===== EXTRAIT
Il y eut des moments difficiles, mais nous n’avons jamais abandonné nos objectifs : sécuriser l’emploi, conforter le dialogue social et respecter les équilibres auxquels acteurs économiques et sociaux étaient eux-mêmes parvenus. La loi en est aujourd’hui plus forte.
Je sais que la sécurisation de l’emploi n’évitera pas tous les licenciements, mais j’ai la conviction, après vous, monsieur le rapporteur, qu’elle offrira des alternatives dans de nombreux cas. La majorité des organisations syndicales ont la même certitude. Faisons confiance aux acteurs, qu’ils soient signataires ou non de l’ANI, qu’ils aient soutenu ce projet de loi ou qu’ils s’y soient opposés. Je suis persuadé que tous sauront s’en saisir.
Mesdames les sénatrices, messieurs les sénateurs, j’ai la certitude que ce texte deviendra, dans les mois et années qui viennent, quoi que l’on en dise ou que l’on en pense aujourd’hui, un texte d’apaisement et d’équilibre. Les syndicalistes vont utiliser les possibilités nouvelles qu’il offre pour négocier des avancées au bénéfice des salariés, pour éviter des licenciements, pour peser dans la stratégie de l’entreprise.
==========
===== SUPPORT DE L'EXERCICE
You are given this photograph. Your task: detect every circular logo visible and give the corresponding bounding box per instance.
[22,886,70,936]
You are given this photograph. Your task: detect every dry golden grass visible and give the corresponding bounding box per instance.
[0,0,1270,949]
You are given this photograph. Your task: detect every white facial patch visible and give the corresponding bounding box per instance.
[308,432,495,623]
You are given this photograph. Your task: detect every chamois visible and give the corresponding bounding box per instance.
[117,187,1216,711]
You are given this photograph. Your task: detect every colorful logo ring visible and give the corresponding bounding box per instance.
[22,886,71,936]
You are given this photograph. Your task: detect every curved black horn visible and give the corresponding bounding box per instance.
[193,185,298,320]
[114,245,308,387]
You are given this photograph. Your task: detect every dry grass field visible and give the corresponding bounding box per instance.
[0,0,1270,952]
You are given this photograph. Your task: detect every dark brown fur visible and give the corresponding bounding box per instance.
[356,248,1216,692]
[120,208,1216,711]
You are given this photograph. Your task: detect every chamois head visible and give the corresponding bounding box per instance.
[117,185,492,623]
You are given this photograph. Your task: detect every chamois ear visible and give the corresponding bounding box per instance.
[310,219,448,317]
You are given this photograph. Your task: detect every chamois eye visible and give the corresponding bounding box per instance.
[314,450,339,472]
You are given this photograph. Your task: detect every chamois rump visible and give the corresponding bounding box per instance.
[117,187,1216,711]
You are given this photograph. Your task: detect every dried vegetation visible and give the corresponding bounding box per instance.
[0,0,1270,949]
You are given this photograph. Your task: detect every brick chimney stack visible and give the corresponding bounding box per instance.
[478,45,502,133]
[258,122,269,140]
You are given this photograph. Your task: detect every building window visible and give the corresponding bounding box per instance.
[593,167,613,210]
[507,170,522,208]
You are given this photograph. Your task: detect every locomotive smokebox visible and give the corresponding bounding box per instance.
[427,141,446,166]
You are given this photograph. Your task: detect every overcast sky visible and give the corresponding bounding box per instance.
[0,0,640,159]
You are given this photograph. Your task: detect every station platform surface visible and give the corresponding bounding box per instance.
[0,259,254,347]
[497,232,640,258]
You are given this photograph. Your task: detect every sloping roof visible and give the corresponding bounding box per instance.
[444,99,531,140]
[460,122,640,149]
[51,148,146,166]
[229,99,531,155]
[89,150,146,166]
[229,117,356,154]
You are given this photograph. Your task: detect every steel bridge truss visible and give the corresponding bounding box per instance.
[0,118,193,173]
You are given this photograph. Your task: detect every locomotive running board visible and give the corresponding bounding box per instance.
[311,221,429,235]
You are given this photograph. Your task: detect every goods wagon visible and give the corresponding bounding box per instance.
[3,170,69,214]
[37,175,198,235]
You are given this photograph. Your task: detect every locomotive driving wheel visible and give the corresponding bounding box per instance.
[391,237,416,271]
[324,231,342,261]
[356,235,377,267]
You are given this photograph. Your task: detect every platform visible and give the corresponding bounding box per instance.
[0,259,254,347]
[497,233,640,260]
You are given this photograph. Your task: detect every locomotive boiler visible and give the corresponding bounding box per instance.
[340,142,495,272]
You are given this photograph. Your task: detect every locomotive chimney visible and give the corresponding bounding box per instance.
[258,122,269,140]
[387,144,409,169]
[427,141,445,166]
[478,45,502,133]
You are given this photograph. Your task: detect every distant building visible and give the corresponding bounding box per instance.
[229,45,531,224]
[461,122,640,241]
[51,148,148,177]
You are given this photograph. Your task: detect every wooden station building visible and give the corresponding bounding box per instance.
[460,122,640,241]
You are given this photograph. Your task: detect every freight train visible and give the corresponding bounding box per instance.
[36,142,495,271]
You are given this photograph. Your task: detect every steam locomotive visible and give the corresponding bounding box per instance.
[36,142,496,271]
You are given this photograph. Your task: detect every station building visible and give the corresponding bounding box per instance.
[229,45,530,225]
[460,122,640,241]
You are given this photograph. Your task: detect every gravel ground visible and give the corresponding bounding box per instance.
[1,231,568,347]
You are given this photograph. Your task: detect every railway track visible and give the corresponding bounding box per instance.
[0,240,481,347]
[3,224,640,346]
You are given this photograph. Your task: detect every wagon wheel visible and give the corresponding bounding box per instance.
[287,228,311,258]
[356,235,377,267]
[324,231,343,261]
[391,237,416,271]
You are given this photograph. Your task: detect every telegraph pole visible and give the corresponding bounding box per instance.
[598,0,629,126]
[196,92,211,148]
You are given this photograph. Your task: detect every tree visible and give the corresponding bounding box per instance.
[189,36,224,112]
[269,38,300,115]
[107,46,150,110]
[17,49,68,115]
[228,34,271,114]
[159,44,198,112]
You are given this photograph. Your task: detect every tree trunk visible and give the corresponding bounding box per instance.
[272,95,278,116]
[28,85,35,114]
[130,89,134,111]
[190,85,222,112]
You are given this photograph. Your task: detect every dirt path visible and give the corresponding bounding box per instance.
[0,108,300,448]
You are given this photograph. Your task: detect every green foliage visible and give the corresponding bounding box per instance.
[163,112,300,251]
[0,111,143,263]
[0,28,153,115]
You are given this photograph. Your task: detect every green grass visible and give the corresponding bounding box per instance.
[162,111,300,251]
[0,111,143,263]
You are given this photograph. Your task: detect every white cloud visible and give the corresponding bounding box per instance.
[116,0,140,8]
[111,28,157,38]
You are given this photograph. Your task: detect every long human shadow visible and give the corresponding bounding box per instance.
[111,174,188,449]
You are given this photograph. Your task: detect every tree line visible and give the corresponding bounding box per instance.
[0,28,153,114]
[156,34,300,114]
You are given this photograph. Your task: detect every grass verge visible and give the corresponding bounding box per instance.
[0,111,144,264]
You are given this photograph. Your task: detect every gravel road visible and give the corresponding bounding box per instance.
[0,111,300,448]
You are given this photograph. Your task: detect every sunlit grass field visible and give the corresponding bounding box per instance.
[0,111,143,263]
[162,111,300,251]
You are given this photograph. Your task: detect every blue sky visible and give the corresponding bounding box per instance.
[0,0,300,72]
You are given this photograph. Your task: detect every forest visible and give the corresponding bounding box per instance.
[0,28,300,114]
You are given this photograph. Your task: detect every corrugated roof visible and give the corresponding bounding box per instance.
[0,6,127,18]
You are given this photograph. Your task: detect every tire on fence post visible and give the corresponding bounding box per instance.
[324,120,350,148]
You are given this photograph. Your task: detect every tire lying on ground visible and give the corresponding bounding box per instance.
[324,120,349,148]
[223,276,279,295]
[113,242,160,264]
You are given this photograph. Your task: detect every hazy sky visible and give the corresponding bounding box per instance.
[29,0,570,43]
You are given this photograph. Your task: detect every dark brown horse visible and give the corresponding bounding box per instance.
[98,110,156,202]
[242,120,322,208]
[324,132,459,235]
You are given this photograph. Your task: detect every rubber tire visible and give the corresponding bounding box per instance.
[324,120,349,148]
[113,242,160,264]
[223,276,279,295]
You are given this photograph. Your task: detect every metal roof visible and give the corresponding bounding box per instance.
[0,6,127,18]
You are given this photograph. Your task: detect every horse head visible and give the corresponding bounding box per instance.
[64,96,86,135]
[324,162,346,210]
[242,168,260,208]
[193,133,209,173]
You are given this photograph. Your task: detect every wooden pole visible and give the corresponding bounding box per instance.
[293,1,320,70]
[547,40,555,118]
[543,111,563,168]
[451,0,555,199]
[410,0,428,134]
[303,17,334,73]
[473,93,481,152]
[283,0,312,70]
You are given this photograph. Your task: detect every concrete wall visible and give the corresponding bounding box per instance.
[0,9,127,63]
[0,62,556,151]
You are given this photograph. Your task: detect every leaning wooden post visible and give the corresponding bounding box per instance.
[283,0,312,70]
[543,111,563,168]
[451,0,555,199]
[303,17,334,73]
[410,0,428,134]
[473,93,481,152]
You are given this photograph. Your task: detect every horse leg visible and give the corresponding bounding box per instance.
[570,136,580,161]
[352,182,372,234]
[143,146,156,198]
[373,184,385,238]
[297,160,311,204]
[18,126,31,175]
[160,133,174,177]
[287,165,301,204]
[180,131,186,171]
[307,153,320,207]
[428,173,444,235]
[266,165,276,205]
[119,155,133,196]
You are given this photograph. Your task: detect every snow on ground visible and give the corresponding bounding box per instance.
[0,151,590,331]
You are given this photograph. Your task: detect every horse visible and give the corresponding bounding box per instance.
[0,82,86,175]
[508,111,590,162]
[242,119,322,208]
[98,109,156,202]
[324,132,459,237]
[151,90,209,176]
==========
#### [SÉRIE D'EXERCICES]
[A] D'après l'extrait, quels objectifs n'ont jamais été abandonnés ?
[B] Reproduisez à l'identique la partie des enregistrements qui commence à leur première ligne et se termine par la ligne contenant « [0,0,1270,952] », ces deux lignes incluses.

#### [RÉPONSES DANS L'ORDRE]
[A] Sécuriser l'emploi, conforter le dialogue social et respecter les équilibres auxquels acteurs économiques et sociaux étaient eux-mêmes parvenus.

[B]
You are given this photograph. Your task: detect every circular logo visible and give the corresponding bounding box per instance.
[22,886,70,936]
You are given this photograph. Your task: detect every dry golden grass visible and give the corresponding bounding box per instance.
[0,0,1270,949]
You are given this photograph. Your task: detect every white facial patch visible and give the corresponding bounding box per instance.
[308,432,495,623]
You are given this photograph. Your task: detect every chamois visible and give the corresponding bounding box per instance.
[117,187,1216,711]
You are given this photograph. Your task: detect every colorful logo ring visible and give the corresponding bounding box per instance.
[22,886,71,936]
You are given this photograph. Your task: detect every curved black horn visible and give the corresponding bounding box per instance.
[193,185,298,320]
[114,245,308,387]
You are given this photograph. Your task: detect every dry grass field visible and give the corresponding bounding box per instance.
[0,0,1270,952]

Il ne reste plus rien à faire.